-- start --

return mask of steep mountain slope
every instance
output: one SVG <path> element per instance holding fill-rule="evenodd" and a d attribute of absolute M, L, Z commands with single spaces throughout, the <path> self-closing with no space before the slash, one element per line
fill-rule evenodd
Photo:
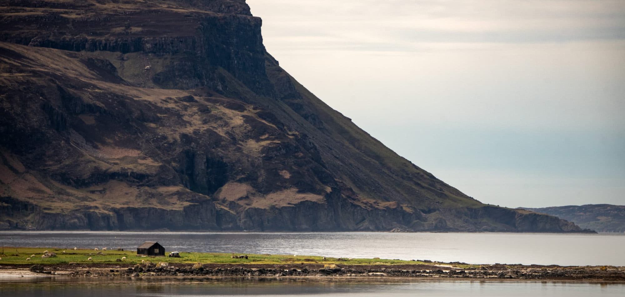
<path fill-rule="evenodd" d="M 597 232 L 625 232 L 625 206 L 623 205 L 585 204 L 521 208 L 555 216 L 573 222 L 582 228 Z"/>
<path fill-rule="evenodd" d="M 0 0 L 0 228 L 579 231 L 325 104 L 242 0 Z"/>

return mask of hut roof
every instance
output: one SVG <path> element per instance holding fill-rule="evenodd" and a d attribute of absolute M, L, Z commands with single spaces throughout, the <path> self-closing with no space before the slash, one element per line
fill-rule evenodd
<path fill-rule="evenodd" d="M 146 241 L 143 243 L 142 244 L 139 246 L 137 248 L 149 248 L 152 246 L 154 245 L 155 243 L 158 243 L 156 241 Z"/>

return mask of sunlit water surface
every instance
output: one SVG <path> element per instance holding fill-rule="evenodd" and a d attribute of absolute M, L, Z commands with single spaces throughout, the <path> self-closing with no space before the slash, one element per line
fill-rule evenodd
<path fill-rule="evenodd" d="M 146 241 L 158 241 L 168 251 L 625 266 L 623 234 L 0 232 L 0 246 L 132 249 Z"/>

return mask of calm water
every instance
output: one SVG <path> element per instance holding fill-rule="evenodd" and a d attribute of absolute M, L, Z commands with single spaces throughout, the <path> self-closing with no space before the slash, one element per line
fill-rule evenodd
<path fill-rule="evenodd" d="M 0 232 L 0 246 L 133 249 L 145 241 L 168 251 L 625 266 L 622 234 Z"/>
<path fill-rule="evenodd" d="M 625 294 L 620 284 L 551 282 L 414 281 L 352 282 L 280 279 L 206 281 L 11 281 L 0 279 L 0 296 L 49 297 L 126 296 L 452 296 L 589 297 Z"/>

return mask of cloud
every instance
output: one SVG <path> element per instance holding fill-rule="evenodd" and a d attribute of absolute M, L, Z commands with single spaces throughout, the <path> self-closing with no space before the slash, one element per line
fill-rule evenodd
<path fill-rule="evenodd" d="M 622 1 L 251 0 L 272 51 L 419 51 L 421 43 L 625 39 Z"/>
<path fill-rule="evenodd" d="M 300 83 L 476 199 L 625 203 L 625 1 L 248 3 Z"/>

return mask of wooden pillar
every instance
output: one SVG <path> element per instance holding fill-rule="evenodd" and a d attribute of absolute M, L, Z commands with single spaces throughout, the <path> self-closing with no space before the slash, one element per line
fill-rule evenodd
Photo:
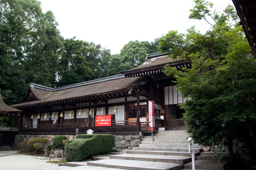
<path fill-rule="evenodd" d="M 61 126 L 61 133 L 62 133 L 63 124 L 64 124 L 64 118 L 65 117 L 65 105 L 62 105 L 61 111 L 63 113 L 63 117 L 60 117 L 60 124 Z"/>
<path fill-rule="evenodd" d="M 39 109 L 38 111 L 38 114 L 37 114 L 37 116 L 38 116 L 38 114 L 40 114 L 40 118 L 37 118 L 37 128 L 38 128 L 38 125 L 40 124 L 41 123 L 41 112 L 40 110 L 40 109 Z"/>
<path fill-rule="evenodd" d="M 64 123 L 64 117 L 65 117 L 65 106 L 62 105 L 61 107 L 61 112 L 63 113 L 63 117 L 60 117 L 60 124 Z"/>
<path fill-rule="evenodd" d="M 75 109 L 74 110 L 74 121 L 73 123 L 76 123 L 76 112 L 77 112 L 77 109 Z"/>
<path fill-rule="evenodd" d="M 150 116 L 148 116 L 148 100 L 146 101 L 146 122 L 150 121 Z"/>
<path fill-rule="evenodd" d="M 128 108 L 127 106 L 127 98 L 124 98 L 124 121 L 128 120 Z M 124 125 L 125 124 L 125 122 L 124 122 Z"/>
<path fill-rule="evenodd" d="M 164 127 L 169 127 L 169 114 L 170 114 L 169 105 L 165 105 L 164 108 Z"/>
<path fill-rule="evenodd" d="M 48 124 L 51 124 L 51 123 L 52 123 L 52 117 L 50 116 L 50 115 L 52 115 L 52 111 L 50 110 L 49 114 L 49 122 L 48 122 Z M 33 125 L 33 124 L 32 124 L 32 125 Z"/>
<path fill-rule="evenodd" d="M 95 117 L 97 113 L 97 102 L 94 102 L 94 114 L 93 114 L 93 131 L 95 132 Z"/>
<path fill-rule="evenodd" d="M 106 107 L 105 107 L 105 114 L 106 115 L 109 114 L 109 106 L 108 106 L 108 100 L 106 101 Z"/>
<path fill-rule="evenodd" d="M 137 131 L 140 131 L 140 93 L 138 92 L 137 95 Z"/>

-- end --

## Given task
Rewrite the lines from the one containing "return mask of calm water" through the one containing "625 294 L 620", request lines included, with every coordinate in the path outlines scaled by 0.9 and rounded to whole numbers, halves up. Give only those lines.

## Correct response
return mask of calm water
every instance
output: one SVG <path> element per instance holding fill-rule="evenodd" and a d attribute of absolute M, L, Z commands with single spaces throughout, the <path> self-closing with no space before the slash, one element per line
fill-rule evenodd
<path fill-rule="evenodd" d="M 0 209 L 0 221 L 120 224 L 131 217 L 151 226 L 563 239 L 560 211 Z"/>
<path fill-rule="evenodd" d="M 563 265 L 558 256 L 496 254 L 373 253 L 317 254 L 252 251 L 185 253 L 10 253 L 0 251 L 0 266 L 44 267 L 113 266 L 407 266 L 530 267 Z"/>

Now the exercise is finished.